- [Supplied text]
AI helps Stanford researchers show link between first opioid Rx and dependency

The U.S. is being ravaged by an opioid epidemic that costs tens of thousands of lives and billions of dollars each year.


Dr. Tina Hernandez-Boussard, associate professor at the Stanford University School of Medicine, and her fellow researchers said they could not let this continue.

Our goal was to use big data and advanced technologies to identify the causes of opioid addiction and recommend strategies to stem this chronic use,” she stated.

Medicaid covers a vulnerable population with a particularly high risk of opioid misuse. The Stanford team’s problem was that there currently are no large publicly available Medicaid claims data sets that would support this research.

To perform this study, the team needed a large volume of data. And that’s where vendor Gainwell Technologies came in.

“Gainwell is the leader in Medicaid healthcare technology services, and it manages claims data for millions of Medicaid beneficiaries through the company’s state clients,” Hernandez-Boussard said.

“Gainwell enabled this study by providing Stanford with a unique research database of millions of de-identified claims. Select Gainwell Medicaid clients approved using this data, knowing it would be used to help solve a devastating healthcare crisis and save lives.”

“We used a machine learning model to predict the progression from acute to chronic opioid use.”

Dr. Tina Hernandez-Boussard, Stanford University School of Medicine

Stanford reviewed the database using technologies such as machine learning and deep learning to research this question.

“We identified 180,000 Medicaid de-identified enrollees from six states showing evidence of postoperative opioid use disorder,” Hernandez-Boussard explained. “That cohort of enrollees formed the basis for this study.”


Hernandez-Boussard said that Gainwell shared Stanford’s commitment to tackling the opioid crisis – and that it operated with urgency. The company’s main role was to deliver the de-identified claims data to Stanford in a format the researchers could understand and analyze.

- [Exercise requirements]
A. Answer these questions from the article on Stanford's opioid research:
(i) What position does Dr. Tina Hernandez-Boussard hold?
(ii) How many Medicaid enrollees were identified for the study, and from how many states?
(iii) What was Gainwell's main role?
B. Extend the article on Stanford's opioid research, starting after its final sentence.

- [Supplied information]
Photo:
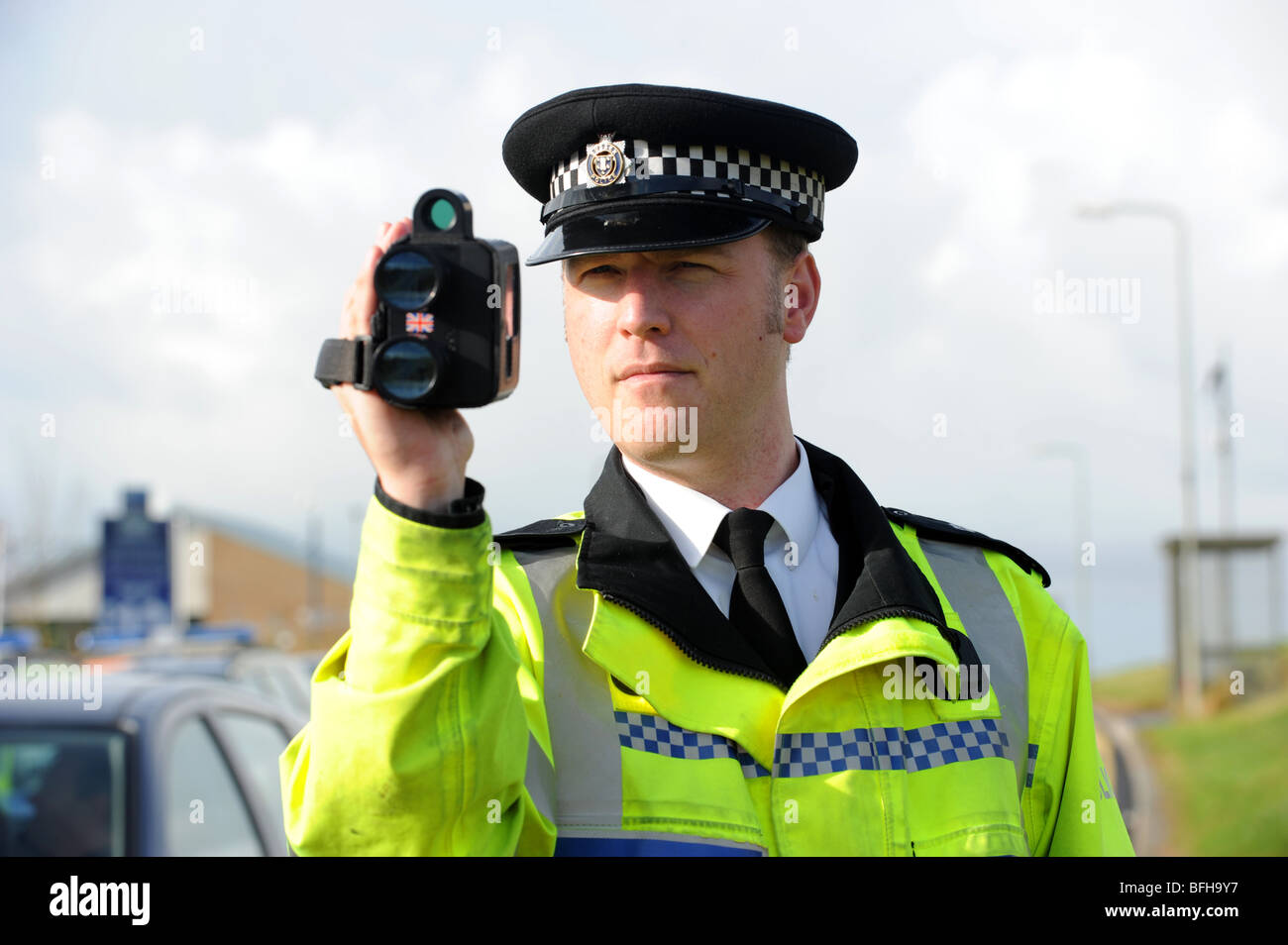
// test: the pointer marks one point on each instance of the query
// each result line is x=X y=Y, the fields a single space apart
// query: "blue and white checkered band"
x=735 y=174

==

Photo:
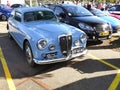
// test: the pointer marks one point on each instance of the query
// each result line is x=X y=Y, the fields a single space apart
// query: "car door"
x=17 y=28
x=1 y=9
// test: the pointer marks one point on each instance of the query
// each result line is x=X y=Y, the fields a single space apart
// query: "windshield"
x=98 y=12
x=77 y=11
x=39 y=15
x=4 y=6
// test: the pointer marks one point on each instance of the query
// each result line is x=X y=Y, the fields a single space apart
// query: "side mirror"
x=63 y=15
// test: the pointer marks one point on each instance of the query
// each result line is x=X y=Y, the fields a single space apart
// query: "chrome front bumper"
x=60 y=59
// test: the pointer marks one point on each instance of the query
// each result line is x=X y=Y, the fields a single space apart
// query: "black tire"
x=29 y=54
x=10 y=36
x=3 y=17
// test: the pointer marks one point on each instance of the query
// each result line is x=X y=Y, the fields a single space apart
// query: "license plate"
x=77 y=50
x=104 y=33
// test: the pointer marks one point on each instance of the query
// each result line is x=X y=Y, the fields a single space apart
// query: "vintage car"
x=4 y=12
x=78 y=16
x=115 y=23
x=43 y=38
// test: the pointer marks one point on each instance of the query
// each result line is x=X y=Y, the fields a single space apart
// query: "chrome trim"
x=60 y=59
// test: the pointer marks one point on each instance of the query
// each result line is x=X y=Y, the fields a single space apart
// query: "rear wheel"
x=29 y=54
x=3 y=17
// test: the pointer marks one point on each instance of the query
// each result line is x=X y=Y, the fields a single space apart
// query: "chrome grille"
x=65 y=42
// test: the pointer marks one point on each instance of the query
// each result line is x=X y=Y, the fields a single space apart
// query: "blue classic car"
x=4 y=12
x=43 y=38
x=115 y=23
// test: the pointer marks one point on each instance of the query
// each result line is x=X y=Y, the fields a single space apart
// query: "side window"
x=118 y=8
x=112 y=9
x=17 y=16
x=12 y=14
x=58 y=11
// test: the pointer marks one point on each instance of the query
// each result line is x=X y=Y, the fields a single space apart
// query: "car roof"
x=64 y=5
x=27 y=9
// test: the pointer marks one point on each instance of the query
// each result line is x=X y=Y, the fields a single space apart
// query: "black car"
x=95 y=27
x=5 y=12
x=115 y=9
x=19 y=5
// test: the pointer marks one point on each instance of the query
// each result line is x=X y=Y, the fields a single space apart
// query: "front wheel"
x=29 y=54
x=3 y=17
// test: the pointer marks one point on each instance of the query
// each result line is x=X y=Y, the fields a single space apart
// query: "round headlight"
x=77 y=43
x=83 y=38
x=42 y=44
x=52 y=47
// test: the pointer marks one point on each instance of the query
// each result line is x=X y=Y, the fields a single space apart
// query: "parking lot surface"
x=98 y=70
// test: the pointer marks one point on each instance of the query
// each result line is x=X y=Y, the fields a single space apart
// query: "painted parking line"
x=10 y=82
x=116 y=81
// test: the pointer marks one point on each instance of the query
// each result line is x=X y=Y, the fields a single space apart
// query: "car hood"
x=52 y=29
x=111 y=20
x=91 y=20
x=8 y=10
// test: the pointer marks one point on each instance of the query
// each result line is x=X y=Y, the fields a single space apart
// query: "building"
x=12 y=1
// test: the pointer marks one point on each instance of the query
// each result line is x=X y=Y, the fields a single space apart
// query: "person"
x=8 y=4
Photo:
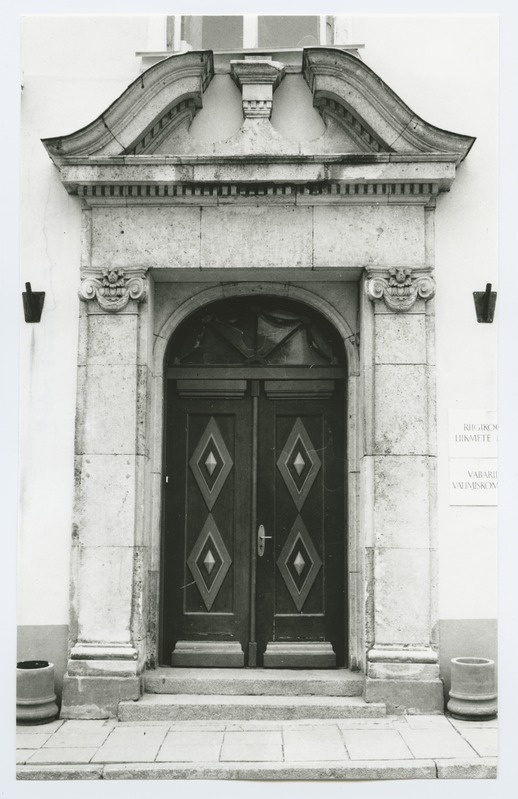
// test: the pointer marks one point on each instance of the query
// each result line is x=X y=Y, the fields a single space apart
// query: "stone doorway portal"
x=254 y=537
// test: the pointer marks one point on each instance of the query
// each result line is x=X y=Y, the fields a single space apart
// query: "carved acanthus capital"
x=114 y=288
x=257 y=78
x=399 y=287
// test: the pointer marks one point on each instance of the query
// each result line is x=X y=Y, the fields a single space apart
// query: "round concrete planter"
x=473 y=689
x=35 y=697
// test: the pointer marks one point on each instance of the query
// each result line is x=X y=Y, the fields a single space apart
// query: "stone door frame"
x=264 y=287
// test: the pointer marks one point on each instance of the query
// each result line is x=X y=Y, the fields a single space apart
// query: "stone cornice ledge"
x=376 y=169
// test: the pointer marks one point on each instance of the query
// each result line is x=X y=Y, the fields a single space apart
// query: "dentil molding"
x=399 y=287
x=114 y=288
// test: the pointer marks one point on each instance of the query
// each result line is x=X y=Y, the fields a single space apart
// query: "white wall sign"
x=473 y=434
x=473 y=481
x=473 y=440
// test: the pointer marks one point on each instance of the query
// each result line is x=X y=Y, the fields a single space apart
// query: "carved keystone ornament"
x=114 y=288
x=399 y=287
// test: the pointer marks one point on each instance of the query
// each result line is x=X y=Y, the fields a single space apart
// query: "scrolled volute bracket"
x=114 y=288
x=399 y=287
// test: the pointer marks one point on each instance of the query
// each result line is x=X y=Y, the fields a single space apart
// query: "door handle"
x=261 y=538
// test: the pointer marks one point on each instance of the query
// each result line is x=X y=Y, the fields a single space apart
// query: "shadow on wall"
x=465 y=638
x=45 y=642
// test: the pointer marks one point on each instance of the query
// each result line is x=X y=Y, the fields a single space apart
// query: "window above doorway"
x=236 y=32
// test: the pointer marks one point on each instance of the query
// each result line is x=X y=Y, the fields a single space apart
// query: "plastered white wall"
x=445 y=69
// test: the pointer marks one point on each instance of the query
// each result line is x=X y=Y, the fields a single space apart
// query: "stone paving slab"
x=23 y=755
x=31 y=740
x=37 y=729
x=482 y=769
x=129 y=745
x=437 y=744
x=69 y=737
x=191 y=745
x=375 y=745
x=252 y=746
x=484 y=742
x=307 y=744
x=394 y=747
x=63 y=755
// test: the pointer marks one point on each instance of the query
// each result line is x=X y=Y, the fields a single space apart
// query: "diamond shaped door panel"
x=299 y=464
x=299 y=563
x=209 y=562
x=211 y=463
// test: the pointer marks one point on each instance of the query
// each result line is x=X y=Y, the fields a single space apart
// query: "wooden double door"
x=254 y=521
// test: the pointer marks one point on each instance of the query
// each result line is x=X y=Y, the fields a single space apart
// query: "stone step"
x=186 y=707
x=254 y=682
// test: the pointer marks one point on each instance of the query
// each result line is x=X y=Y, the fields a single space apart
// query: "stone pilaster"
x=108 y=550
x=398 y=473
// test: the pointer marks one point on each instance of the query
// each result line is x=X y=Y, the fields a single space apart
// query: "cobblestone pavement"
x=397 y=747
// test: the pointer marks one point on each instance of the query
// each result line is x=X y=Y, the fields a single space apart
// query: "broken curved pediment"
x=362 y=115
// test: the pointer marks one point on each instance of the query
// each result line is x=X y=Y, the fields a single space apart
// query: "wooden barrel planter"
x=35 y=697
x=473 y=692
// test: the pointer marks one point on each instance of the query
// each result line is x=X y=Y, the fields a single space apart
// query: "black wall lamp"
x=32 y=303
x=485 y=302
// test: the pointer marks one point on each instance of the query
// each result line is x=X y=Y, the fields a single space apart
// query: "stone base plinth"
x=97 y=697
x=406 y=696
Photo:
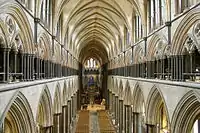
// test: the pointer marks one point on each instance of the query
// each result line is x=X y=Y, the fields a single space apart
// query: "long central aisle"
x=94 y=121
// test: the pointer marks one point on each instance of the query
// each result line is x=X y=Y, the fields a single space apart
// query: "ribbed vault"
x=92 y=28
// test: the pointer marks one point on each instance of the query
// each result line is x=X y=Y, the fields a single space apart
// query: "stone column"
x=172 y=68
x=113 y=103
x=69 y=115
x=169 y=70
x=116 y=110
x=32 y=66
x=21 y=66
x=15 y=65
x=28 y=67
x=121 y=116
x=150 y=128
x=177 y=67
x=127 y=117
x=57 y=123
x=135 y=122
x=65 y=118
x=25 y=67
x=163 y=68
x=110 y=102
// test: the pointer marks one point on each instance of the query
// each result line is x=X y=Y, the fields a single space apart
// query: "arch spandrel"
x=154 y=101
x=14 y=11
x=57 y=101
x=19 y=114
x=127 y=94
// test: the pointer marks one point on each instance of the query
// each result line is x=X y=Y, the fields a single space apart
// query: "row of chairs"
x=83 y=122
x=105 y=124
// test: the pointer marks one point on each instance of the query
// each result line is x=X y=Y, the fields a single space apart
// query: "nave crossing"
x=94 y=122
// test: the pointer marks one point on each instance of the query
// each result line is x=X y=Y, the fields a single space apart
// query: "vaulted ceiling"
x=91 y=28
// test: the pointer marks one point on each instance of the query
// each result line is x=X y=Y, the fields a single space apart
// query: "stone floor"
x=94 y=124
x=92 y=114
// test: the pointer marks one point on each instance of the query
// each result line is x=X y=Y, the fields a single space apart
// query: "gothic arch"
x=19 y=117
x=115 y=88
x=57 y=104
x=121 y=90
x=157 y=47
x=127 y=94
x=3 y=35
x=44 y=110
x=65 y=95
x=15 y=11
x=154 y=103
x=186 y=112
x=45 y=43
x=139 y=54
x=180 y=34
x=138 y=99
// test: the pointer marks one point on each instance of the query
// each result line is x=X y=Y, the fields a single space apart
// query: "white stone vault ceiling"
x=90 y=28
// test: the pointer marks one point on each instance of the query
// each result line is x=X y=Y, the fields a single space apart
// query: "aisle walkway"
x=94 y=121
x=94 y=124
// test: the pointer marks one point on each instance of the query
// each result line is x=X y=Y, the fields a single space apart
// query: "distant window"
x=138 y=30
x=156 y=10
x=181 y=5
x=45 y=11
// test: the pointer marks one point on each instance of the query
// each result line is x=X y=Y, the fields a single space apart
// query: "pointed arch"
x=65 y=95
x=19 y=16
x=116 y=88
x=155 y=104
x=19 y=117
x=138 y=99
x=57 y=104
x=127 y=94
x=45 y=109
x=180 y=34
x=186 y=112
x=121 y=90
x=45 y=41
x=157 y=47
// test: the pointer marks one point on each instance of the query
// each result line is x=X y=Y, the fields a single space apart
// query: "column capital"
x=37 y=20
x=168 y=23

==

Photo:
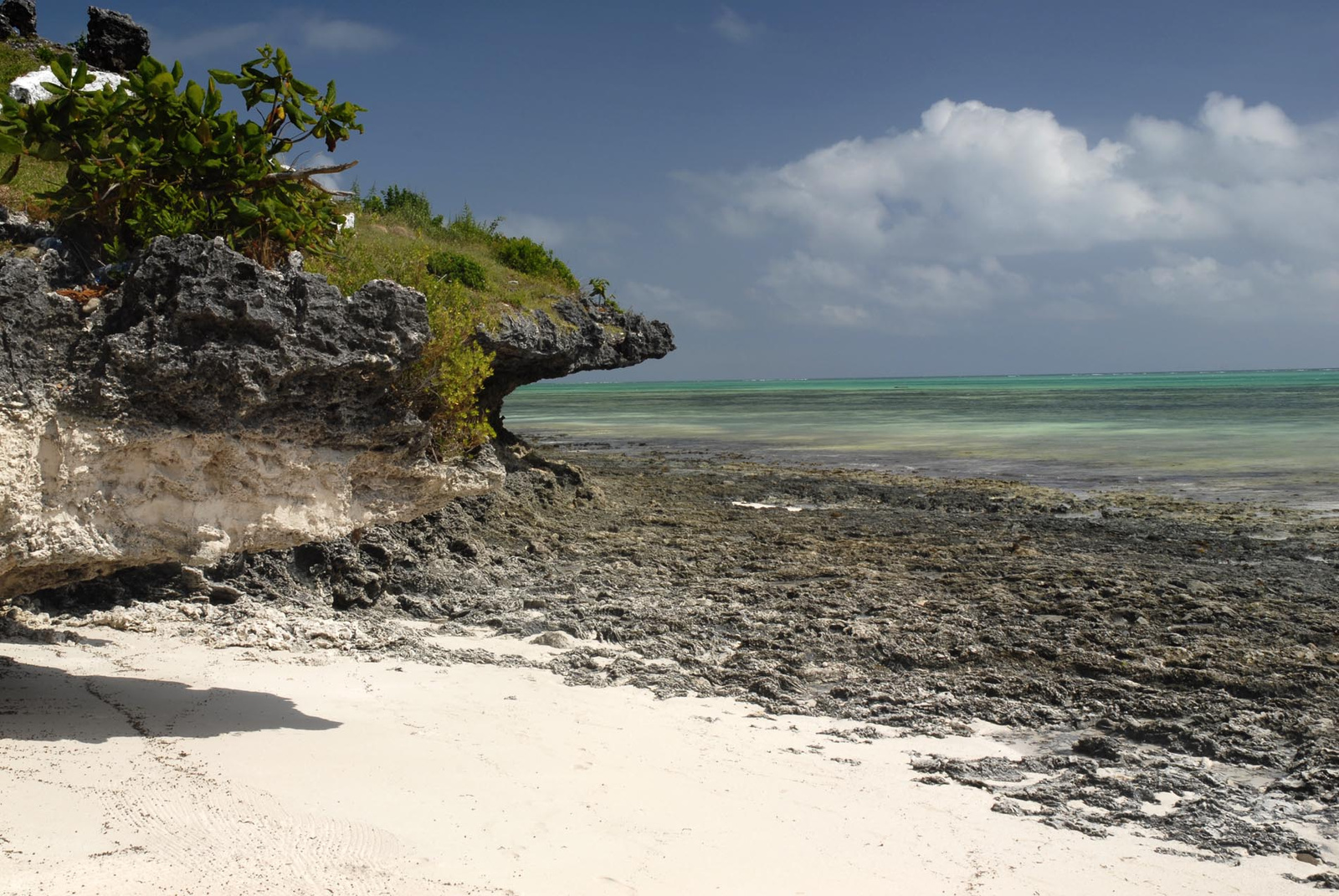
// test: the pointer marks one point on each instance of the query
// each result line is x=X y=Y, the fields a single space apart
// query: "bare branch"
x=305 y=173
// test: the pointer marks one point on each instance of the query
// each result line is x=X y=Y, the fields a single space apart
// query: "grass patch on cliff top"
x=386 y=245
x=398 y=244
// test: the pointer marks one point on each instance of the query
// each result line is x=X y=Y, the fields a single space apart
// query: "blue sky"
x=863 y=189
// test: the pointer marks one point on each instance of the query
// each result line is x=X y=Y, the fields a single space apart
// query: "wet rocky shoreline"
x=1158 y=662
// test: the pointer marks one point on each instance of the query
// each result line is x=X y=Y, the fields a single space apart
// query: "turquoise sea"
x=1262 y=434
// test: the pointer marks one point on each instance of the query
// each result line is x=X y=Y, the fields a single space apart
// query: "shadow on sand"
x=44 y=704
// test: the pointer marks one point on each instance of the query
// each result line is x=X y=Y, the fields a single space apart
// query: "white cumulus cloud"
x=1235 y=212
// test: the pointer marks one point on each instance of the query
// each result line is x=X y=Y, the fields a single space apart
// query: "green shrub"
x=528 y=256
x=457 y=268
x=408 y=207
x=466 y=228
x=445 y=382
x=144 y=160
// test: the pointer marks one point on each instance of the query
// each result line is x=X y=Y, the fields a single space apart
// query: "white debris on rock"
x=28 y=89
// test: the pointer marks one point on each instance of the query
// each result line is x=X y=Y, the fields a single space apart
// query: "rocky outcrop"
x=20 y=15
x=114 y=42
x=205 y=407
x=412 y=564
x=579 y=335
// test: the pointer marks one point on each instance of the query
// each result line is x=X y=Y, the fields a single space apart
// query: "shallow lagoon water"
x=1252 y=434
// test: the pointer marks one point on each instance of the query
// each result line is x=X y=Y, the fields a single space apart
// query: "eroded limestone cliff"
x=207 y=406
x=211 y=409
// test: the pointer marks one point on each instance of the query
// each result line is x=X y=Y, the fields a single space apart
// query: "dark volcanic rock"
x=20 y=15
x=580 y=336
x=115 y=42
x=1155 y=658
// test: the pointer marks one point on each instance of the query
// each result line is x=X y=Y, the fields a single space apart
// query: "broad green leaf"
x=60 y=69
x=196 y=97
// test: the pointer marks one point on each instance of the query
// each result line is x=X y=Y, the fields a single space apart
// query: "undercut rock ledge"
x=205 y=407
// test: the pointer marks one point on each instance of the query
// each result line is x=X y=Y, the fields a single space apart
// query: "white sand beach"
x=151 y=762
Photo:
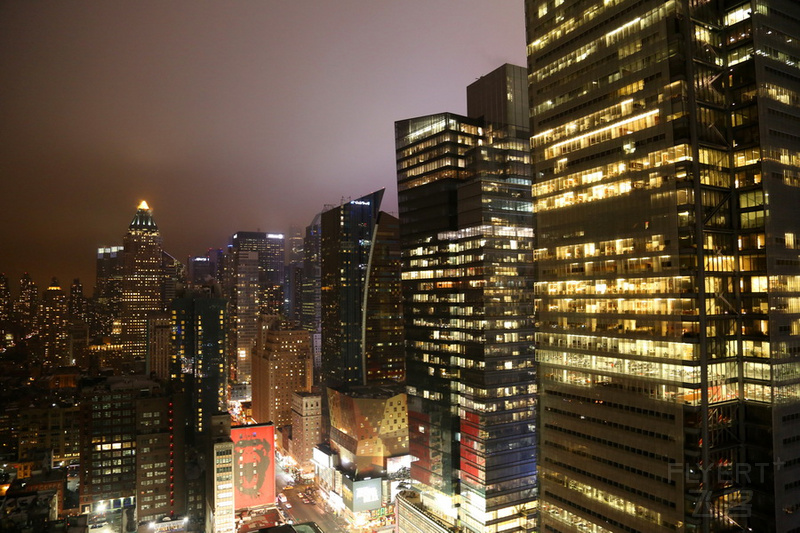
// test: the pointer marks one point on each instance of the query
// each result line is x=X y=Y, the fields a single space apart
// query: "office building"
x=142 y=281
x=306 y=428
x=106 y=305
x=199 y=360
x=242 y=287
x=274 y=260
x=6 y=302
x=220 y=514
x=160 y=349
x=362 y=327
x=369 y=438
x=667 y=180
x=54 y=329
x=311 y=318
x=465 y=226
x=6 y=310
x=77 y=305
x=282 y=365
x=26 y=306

- [Written answers]
A.
(i) She is an associate professor at the Stanford University School of Medicine.
(ii) 180,000 de-identified Medicaid enrollees from six states.
(iii) To deliver the de-identified claims data to Stanford in a format the researchers could understand and analyze.

B.
“Gainwell created a longitudinal claims database containing six years of de-identified claims data for a geographically varied group of Medicaid states,” Hernandez-Boussard explained. “This database was housed in a secure cloud environment and accessed through a novel user interface.

“Stanford researchers could submit project-specific requests to access the data after completing formal data use agreements,” she added.


Gainwell’s technology is a standalone research platform that is not integrated with other systems. Within this platform, Stanford researchers can use a variety of analytical tools, including R and Python, to parse the data. This work was done under Hernandez-Boussard’s supervision by both graduate students and postdoctoral researchers at the Stanford School of Medicine.

“Using artificial intelligence and machine learning tools, our researchers looked for key indicators leading to chronic opioid use (addiction),” Hernandez-Boussard said. “Some of the information they uncovered was both surprising and instructive.

“For instance, Tramadol, an opioid that has been touted as being safer and less addictive than others, was actually highly predictive of long-term opioid use,” she continued. “Hopefully, this research and our conclusions will provide a road map to stop opioid-naïve patients from turning into opioid-dependent ones.”


The Stanford research team concluded that a patient’s first experience with an opioid prescription is the biggest factor fueling addiction.

“Of the patients who had never taken an opioid, or hadn’t taken an opioid for two months or more, 29.9% developed an opioid dependency following their first prescription,” Hernandez-Boussard revealed. “The study concluded the larger the quantity and longer the duration of patients’ prescriptions, the more prone they were to develop an opioid dependency.

“This research should give doctors pause,” she warned. “We would urge them to consider prescribing non-opioid medications as a primary treatment for pain before prescribing opioids, as recommended by national guidelines.”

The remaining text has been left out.